> **EJERCICIO A**
Copia de nuevo el fragmento del texto sobre las elecciones del 27 de septiembre que abre con las palabras que contienen "Desde mi dormitorio, donde" y cierra con "participado deportistas catalanes.", y sustituye "dormitorio" por "estudio".
> **EJERCICIO B**
Prolonga el texto sobre las elecciones del 27 de septiembre a partir de su última oración.

Las elecciones del 27 de septiembre y la independencia (continuación)

Cuando uno baja de los Ferrocarriles de la Generalidad en Sant Cugat, lo primero que ve, al salir a la plaza de la estación, es una enorme estelada ondeando en una no menos enorme asta. Como supongo que, por su ubicación y dimensiones, no han sido ni la asociación de vecinos ni la churrería de la esquina quienes la han puesto ahí, sino el ayuntamiento de Sant Cugat, uno concluye que el ayuntamiento de Sant Cugat hace el uso que le da la gana de las banderas y que, aunque su obligación sea representar a todos los vecinos de la ciudad, no tiene reparo en instalar una enseña, inoficial, que solo representa a algunos.

Desde mi dormitorio, donde escribo —y donde estoy escribiendo ahora esto—, veo que los vecinos de al lado —él, hijo de zamoranos— han colgado una estelada en el balcón; los de abajo, otra; y en un mismo piso de la casa contigua, cuya esquina diviso igualmente, flamean una cuatribarrada y otra estelada, como si la primera fuera insuficiente y necesitase la corrección y el aumento de la segunda. Hay gente que necesita banderas, como la hay que necesita perros o gatos: cuantos más, mejor. Recuerdo cuando, hace unos años, en una visita a León para leer poemas, una de las asistentes a la lectura me preguntó qué significaba aquella bandera catalana tan rara, con un triángulo azul y una estrella blanca a un lado, que había visto en una carrera popular en la que habían participado deportistas catalanes.

Ayer, en la inauguración en el Ayuntamiento de Barcelona de las fiestas de la Mercè, se produjo una pelea por las banderas. Fue una pelea chusca. Cuando todas las autoridades estaban en el balcón principal para anunciar a los barceloneses el hecho jolgorioso del inicio de las fiestas, alguien colgó una estelada en la balaustrada. Acto seguido, y abriéndose paso a codazos por entre los munícipes e invitados, Alberto Fernández Díaz, jefe del grupo municipal del Partido Popular (y hermano de Jorge Fernández Díaz, ese ministro del Interior que ha otorgado la Medalla de Oro al Mérito Policial a Nuestra Señora María Santísima del Amor), quiso colgar también una bandera española. Lo ayudaba en su nacional propósito una rubia de mechas muy elaboradas que estiraba con furor de una esquina de la oriflama, intentando arrebatársela a otro de los presentes, de gafas, que la había agarrado, en un buruño, para que no fuese desplegada. Era el conflicto vivo de Cataluña, materializado en dos trozos de tela y un buen número de rostros crispados, sonrientes o estupefactos, según. Cuando apareció la bandera española en el balcón, los que estaban en la plaza abuchearon con pasión. Un regidor de Esquerra Republicana, ecuánime —esto es un oxímoron—, pedía calma. El president Mas, que también estaba en la tribuna, sonreía, displicente, como si aquella chiquillada no fuera con él. Colau había desaparecido entre la multitud que poblaba el palco.

> **ENTRADAS EXTRAÍDAS**

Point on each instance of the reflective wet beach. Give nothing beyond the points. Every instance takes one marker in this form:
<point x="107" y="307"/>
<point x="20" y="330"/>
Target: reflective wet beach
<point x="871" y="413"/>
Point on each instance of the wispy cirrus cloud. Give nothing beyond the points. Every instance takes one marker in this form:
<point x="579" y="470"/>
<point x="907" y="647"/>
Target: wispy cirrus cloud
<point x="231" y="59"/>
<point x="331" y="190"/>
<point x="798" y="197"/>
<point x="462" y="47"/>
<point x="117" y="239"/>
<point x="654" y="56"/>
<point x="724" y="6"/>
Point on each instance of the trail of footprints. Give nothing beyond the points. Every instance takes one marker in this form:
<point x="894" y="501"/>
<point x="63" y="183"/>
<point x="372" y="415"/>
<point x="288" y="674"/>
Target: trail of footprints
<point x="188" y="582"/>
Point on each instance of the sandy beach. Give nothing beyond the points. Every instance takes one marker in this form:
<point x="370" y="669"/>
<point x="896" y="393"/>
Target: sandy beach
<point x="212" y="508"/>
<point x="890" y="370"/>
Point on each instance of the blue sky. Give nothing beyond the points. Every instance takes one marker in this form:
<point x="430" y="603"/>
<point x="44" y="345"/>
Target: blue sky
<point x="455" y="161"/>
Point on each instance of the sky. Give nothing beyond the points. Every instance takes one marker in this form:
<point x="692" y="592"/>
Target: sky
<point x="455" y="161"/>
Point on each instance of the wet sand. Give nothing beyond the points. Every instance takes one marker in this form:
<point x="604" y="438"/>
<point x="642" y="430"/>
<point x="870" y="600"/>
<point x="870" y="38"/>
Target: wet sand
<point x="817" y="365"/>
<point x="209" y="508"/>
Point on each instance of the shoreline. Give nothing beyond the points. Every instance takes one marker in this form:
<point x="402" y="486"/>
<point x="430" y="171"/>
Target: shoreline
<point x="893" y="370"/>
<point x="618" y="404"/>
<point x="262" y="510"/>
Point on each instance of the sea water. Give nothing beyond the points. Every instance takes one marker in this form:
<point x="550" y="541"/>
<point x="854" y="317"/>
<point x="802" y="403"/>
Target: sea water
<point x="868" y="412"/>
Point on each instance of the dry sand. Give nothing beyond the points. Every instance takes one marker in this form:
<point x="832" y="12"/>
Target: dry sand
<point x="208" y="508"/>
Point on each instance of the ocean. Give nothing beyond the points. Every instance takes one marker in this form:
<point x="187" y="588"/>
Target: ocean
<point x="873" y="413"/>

> **RESPUESTA CORRECTA A**
Desde mi estudio, donde escribo —y donde estoy escribiendo ahora esto—, veo que los vecinos de al lado —él, hijo de zamoranos— han colgado una estelada en el balcón; los de abajo, otra; y en un mismo piso de la casa contigua, cuya esquina diviso igualmente, flamean una cuatribarrada y otra estelada, como si la primera fuera insuficiente y necesitase la corrección y el aumento de la segunda. Hay gente que necesita banderas, como la hay que necesita perros o gatos: cuantos más, mejor. Recuerdo cuando, hace unos años, en una visita a León para leer poemas, una de las asistentes a la lectura me preguntó qué significaba aquella bandera catalana tan rara, con un triángulo azul y una estrella blanca a un lado, que había visto en una carrera popular en la que habían participado deportistas catalanes.

> **RESPUESTA CORRECTA B**
El otro día quedé con un amigo en un bar del centro de Barcelona para charlar. Pedimos dos cervezas. Tenían dos marcas: Nolla y Kronenburg. Nos decantamos por la primera, que no conocíamos, por ser española, pero descubrimos que aquella cerveza no se sentía española, ni quería serlo: en la etiqueta lucía una estelada. En la segunda ronda pedimos Kronenburg.

Un amigo me contó hace poco que se había cruzado en la escalera con un vecino que, muy indignado, le había preguntado cómo era posible que su voto valiera lo mismo que el de esos viejecitos que van a votar contra la independencia por miedo a perder la pensión; que así no íbamos a ninguna parte. También, que sabía (mi amigo, no el vecino) de un joven al que sus padres habían llamado traidor por apoyar a Catalunya Sí que es Pot. El joven lo recordaba con lágrimas en los ojos.

Otro amigo, de padre y familia catalanes, que vive en Madrid, me explicó que las relaciones con sus primos barceloneses estaban al borde de la ruptura porque uno de ellos, un respetable y muy burgués arquitecto, había dicho en una comida familiar: "¡Aquí lo que hace falta es un buen Sarajevo!".

Ayer fui a hacer spinning. La instructora era una culturista recauchutada, con más músculos que Hulk Hogan. Una de las piezas que puso en la clase para animarnos a pedalear fue Els Segadors, en versión hip-hop; Els Segadors, una hermoso aunque algo sangriento himno, que siempre me ha gustado escuchar (a diferencia de la ratonil Marcha Real, que parece compuesta por el flautista de Hamelín). Nunca se me ha hecho más largo.

Estamos locos.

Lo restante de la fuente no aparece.